# Havanese pooing and peeing inside (but not at home)



## LiliY (3 mo ago)

Please help! My 3.5 year old Havanese is housetrained while at home and at my partner’s (where she stays sometimes). However, even after peeing and pooping outside, if I take her to another indoor area (a store or a friend’s home, for example), she will pee and/or poo. She rarely has accidents at home or at my partner’s, and the “accidents” elsewhere indoors seems to be due to reason other than her needing to go. Is this a Havanese trait? What do I do?


----------



## krandall (Jun 11, 2009)

It is certainly not a "Havanese trait". However, I think you need to figure out more about why and exactly WHEN it is happening. Are you sure she is empty when she is going into these places? Does she know how to signal to you that she needs to go out? Could she be doing territorial marking? Could she be anxious in these settings? Theses are all questions that I would have in trying to figure out what was going on.


----------



## Pucks104 (Aug 16, 2012)

So your pup understands the rules for where she can go potty at your place and your partner’s place. Yay pup! However dogs don’t generalize well. If she were mine, I would take her lots of different places with me, keep her on a leash attached to me, take her to potty frequently in acceptable places while visiting and praise her to the moon when she pottied in the appropriate places. As her experiences are broadened, she should begin to understand that all places have acceptable potty places and that she needs to ask you when she needs to go and that you will get her to the potty place when she asks. Additionally, she may be experiencing some anxiety in these different places because they aren’t her home places and your reactions may have conveyed that you weren’t pleased with her. Many Havanese are quite sensitive with strong emotions.

• _INFORMATION GIVEN_:

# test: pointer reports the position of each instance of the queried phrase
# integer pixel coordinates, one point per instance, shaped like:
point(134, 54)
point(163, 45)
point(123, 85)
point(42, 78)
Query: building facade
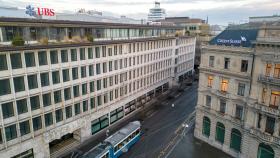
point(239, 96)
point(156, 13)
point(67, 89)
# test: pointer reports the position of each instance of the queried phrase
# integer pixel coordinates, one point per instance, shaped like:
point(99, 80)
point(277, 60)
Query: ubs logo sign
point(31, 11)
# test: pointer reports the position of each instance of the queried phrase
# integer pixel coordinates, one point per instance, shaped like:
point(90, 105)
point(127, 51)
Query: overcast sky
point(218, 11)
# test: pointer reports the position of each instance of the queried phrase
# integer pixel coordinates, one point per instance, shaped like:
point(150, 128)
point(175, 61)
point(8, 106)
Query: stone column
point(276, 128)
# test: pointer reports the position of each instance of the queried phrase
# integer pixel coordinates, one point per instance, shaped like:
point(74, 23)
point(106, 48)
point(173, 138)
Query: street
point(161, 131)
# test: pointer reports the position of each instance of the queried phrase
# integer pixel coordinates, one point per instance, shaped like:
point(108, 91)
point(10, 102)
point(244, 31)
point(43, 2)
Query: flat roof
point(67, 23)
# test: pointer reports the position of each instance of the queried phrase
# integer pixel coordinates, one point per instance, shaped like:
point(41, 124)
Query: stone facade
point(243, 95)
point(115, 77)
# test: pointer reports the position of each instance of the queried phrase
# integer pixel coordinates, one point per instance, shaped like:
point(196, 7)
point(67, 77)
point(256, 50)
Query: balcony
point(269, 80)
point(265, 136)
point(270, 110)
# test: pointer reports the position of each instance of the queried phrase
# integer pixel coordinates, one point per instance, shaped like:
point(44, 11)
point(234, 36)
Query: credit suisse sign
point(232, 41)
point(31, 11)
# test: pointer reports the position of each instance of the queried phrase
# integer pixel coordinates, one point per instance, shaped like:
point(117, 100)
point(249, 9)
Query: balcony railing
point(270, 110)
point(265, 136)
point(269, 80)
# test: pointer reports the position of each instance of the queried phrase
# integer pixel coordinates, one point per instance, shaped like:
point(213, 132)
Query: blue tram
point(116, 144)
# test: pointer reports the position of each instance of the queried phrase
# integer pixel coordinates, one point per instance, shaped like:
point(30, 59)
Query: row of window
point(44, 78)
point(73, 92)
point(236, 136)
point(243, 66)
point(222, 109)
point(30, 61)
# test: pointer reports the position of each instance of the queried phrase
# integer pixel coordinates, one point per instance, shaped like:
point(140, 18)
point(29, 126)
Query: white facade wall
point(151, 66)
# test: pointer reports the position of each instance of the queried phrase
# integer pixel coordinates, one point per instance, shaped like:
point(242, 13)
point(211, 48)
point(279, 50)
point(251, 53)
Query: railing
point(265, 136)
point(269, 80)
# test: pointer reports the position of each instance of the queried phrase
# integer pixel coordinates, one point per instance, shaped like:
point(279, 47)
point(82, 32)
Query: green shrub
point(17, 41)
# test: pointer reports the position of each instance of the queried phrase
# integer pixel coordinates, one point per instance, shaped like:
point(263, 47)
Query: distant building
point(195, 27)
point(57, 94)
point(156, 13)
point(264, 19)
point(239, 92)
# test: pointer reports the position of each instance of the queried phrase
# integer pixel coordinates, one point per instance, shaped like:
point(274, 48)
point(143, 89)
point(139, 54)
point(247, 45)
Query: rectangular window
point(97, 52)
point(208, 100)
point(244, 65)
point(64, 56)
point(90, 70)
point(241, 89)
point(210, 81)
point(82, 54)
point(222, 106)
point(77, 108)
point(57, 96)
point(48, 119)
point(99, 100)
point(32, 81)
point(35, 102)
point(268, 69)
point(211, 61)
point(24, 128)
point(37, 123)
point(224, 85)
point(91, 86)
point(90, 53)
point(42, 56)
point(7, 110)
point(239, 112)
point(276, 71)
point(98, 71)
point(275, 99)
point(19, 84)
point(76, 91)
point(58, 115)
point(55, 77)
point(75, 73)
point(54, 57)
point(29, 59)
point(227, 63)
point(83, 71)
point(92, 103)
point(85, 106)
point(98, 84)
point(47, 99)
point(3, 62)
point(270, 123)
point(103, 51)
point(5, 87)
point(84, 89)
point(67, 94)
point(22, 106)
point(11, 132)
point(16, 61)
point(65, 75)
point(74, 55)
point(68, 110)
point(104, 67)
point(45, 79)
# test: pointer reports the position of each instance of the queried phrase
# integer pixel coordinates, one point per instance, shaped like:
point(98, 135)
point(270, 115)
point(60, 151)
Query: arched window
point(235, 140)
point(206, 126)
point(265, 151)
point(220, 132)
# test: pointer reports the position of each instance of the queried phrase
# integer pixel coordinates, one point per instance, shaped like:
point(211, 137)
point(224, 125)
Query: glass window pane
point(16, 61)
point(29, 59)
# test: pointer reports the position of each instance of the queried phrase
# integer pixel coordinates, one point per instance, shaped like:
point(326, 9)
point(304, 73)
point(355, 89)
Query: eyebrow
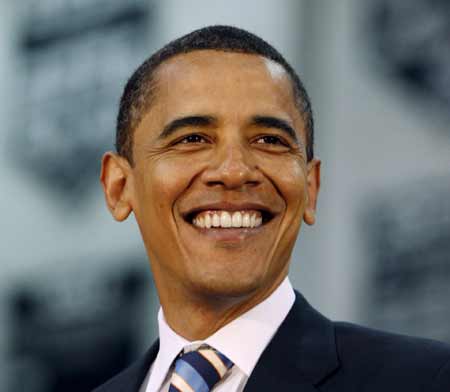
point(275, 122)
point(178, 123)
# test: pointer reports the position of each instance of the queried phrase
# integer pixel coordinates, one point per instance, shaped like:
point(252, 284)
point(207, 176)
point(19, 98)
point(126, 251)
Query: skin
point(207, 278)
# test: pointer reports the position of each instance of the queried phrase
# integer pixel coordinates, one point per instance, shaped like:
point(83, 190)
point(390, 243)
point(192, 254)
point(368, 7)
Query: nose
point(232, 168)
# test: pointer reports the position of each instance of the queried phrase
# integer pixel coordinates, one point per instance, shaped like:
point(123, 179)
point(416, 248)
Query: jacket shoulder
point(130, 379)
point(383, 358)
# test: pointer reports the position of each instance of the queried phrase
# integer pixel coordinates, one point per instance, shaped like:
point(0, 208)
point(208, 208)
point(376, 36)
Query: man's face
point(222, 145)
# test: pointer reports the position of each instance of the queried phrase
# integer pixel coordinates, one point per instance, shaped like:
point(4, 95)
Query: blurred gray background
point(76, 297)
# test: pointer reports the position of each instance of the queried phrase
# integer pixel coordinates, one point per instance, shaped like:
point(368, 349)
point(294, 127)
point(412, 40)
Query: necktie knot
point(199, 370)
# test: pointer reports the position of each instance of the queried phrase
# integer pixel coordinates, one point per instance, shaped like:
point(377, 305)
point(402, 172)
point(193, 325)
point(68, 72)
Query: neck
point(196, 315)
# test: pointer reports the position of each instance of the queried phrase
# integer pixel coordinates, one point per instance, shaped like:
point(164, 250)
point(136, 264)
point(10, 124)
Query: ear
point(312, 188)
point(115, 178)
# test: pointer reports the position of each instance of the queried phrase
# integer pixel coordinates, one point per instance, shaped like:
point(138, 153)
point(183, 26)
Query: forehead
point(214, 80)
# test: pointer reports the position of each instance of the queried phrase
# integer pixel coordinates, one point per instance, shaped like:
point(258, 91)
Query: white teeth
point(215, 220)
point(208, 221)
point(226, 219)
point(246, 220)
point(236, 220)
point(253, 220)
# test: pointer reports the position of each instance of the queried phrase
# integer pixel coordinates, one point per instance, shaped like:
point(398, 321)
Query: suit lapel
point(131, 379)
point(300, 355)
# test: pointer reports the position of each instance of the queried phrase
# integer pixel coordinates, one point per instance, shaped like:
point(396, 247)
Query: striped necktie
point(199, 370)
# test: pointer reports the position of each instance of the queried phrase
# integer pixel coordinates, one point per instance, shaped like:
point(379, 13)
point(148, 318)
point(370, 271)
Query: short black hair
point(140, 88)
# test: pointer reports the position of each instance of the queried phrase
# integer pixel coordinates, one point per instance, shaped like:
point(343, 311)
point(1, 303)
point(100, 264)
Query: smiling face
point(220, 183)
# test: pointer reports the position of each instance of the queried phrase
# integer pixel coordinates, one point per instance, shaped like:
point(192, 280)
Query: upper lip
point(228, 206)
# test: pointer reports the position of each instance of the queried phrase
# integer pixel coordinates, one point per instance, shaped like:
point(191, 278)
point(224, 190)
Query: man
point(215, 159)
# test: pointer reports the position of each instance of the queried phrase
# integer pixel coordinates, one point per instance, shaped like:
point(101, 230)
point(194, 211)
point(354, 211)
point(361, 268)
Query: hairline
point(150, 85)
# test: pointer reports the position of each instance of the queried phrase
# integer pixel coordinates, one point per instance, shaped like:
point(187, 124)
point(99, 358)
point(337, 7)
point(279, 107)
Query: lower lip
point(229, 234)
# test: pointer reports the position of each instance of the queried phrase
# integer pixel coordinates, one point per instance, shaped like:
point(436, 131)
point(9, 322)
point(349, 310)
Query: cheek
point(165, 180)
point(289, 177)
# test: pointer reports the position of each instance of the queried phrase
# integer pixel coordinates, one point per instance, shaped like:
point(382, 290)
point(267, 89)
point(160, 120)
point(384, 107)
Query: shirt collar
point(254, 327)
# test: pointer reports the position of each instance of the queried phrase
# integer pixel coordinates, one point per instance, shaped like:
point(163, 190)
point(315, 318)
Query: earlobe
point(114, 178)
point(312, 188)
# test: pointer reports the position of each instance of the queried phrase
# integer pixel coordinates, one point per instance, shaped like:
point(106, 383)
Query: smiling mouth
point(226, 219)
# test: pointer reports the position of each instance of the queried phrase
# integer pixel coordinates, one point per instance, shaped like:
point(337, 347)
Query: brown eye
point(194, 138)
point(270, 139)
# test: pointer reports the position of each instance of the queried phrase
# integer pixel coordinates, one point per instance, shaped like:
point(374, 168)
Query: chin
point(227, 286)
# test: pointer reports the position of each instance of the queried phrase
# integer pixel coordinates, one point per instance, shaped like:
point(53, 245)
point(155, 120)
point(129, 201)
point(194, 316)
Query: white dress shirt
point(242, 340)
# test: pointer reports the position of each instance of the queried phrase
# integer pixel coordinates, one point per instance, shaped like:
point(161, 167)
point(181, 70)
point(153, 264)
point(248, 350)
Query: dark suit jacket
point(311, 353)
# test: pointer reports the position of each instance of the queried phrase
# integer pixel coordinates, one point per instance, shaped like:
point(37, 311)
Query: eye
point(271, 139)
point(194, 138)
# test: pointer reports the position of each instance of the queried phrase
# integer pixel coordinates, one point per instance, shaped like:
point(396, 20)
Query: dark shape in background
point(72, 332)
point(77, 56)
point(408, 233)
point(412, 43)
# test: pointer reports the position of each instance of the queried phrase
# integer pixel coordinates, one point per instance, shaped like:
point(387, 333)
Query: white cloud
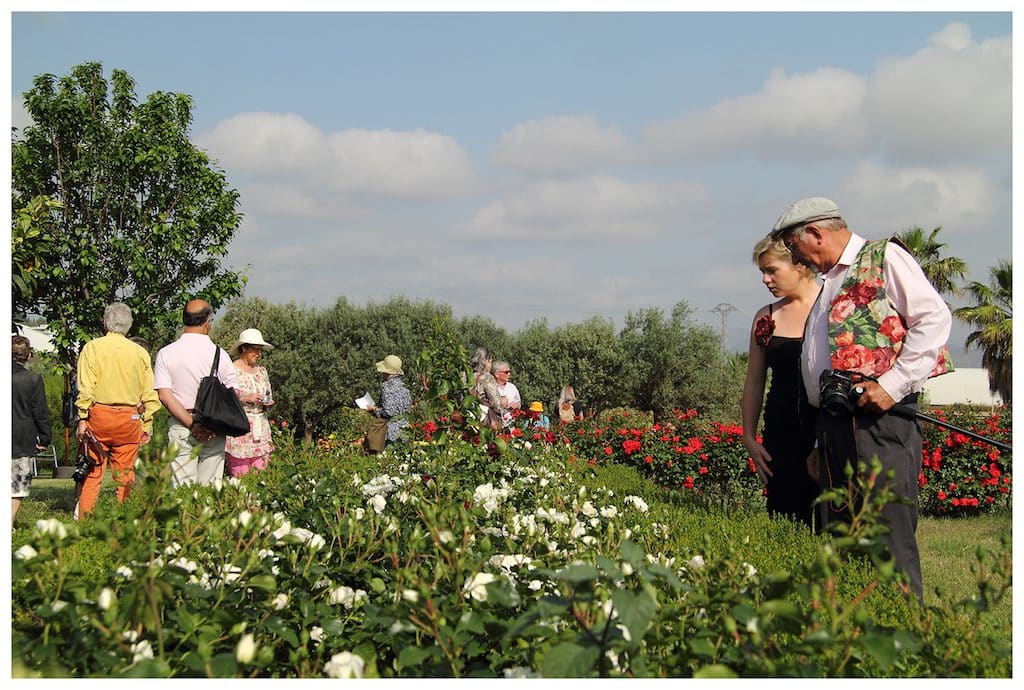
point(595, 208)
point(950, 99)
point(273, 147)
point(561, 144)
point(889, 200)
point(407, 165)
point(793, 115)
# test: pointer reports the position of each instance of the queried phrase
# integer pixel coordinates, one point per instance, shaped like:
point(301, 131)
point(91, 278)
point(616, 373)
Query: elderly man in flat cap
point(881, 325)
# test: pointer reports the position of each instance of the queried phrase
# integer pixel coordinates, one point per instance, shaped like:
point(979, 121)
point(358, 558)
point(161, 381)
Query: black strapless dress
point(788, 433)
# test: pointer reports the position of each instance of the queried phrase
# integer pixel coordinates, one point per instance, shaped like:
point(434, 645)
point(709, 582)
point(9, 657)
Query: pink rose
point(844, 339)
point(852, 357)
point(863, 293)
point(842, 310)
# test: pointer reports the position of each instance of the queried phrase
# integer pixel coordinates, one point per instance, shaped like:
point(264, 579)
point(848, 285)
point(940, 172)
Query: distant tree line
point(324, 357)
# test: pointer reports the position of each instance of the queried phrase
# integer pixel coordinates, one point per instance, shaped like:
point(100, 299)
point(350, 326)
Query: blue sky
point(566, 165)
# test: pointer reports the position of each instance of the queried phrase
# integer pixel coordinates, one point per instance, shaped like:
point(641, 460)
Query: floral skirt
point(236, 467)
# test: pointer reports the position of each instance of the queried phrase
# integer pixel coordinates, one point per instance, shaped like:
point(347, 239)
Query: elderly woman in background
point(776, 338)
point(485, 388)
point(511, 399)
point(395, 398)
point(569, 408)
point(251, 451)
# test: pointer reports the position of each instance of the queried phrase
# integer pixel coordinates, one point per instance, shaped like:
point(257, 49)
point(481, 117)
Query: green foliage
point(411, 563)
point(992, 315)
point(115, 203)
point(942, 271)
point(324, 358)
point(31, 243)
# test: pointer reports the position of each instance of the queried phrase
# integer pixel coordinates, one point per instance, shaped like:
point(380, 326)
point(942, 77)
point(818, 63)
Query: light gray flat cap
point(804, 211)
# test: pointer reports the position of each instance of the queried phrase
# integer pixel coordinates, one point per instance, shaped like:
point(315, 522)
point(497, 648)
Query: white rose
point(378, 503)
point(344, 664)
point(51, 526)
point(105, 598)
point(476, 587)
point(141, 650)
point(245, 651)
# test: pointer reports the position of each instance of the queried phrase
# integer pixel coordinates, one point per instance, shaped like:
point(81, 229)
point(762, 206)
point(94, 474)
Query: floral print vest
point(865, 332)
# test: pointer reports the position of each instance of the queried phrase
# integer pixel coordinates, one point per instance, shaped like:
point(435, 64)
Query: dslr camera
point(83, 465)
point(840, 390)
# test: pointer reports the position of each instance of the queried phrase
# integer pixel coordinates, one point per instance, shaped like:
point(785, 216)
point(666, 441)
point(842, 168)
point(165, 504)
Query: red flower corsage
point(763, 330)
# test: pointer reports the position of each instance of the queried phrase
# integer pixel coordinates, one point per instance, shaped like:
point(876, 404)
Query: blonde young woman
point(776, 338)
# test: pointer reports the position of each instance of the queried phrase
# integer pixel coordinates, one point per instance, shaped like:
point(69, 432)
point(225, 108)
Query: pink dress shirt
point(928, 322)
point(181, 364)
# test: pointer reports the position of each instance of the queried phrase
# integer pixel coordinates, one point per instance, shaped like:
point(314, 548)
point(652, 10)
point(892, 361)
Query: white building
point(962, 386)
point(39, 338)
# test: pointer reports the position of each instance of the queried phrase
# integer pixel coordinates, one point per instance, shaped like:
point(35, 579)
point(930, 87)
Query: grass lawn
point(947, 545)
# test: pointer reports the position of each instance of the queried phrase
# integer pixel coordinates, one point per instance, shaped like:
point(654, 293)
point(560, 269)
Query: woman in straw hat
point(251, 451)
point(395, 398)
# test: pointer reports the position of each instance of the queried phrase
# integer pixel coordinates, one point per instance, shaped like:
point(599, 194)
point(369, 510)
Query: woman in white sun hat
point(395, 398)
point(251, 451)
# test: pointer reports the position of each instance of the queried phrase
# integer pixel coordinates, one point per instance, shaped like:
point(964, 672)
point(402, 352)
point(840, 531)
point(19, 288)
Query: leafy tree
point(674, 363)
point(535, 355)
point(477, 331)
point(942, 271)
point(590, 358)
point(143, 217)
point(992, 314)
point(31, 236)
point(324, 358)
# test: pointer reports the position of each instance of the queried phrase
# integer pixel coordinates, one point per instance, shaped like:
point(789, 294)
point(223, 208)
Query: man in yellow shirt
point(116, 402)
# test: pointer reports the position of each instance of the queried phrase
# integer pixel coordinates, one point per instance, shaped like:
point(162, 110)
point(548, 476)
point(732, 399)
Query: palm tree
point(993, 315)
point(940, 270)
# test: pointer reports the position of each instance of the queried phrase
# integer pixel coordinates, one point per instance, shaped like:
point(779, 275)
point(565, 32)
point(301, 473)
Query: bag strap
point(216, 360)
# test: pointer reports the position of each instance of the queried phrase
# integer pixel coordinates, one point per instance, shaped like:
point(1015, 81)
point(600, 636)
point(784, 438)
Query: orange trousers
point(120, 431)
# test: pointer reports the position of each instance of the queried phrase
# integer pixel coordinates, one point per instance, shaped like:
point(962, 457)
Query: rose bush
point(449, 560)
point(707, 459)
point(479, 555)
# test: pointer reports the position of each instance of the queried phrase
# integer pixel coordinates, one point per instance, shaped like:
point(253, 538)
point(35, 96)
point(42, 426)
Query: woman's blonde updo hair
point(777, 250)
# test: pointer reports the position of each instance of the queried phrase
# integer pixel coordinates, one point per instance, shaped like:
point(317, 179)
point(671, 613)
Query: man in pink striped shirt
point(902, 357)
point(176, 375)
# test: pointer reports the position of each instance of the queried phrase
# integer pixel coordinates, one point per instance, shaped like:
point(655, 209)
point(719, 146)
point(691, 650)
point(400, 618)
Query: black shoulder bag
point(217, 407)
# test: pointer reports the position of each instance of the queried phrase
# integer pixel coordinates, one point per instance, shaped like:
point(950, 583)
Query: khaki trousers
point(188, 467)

• _REQUIRED WORK_:
[a] Revise the part of the Havanese thread that opens with the words containing "So your pup" and closes with "with strong emotions.", putting "harness" in place of "leash".
[b] Report every line of the listing that contains the string "distant", treating uppercase and lowercase as different.
The Havanese thread and the listing come from separate, unrelated sources.

• _PER-TASK ANSWERS_:
[a]
So your pup understands the rules for where she can go potty at your place and your partner’s place. Yay pup! However dogs don’t generalize well. If she were mine, I would take her lots of different places with me, keep her on a harness attached to me, take her to potty frequently in acceptable places while visiting and praise her to the moon when she pottied in the appropriate places. As her experiences are broadened, she should begin to understand that all places have acceptable potty places and that she needs to ask you when she needs to go and that you will get her to the potty place when she asks. Additionally, she may be experiencing some anxiety in these different places because they aren’t her home places and your reactions may have conveyed that you weren’t pleased with her. Many Havanese are quite sensitive with strong emotions.

[b]
Query: distant building
Query: distant tree line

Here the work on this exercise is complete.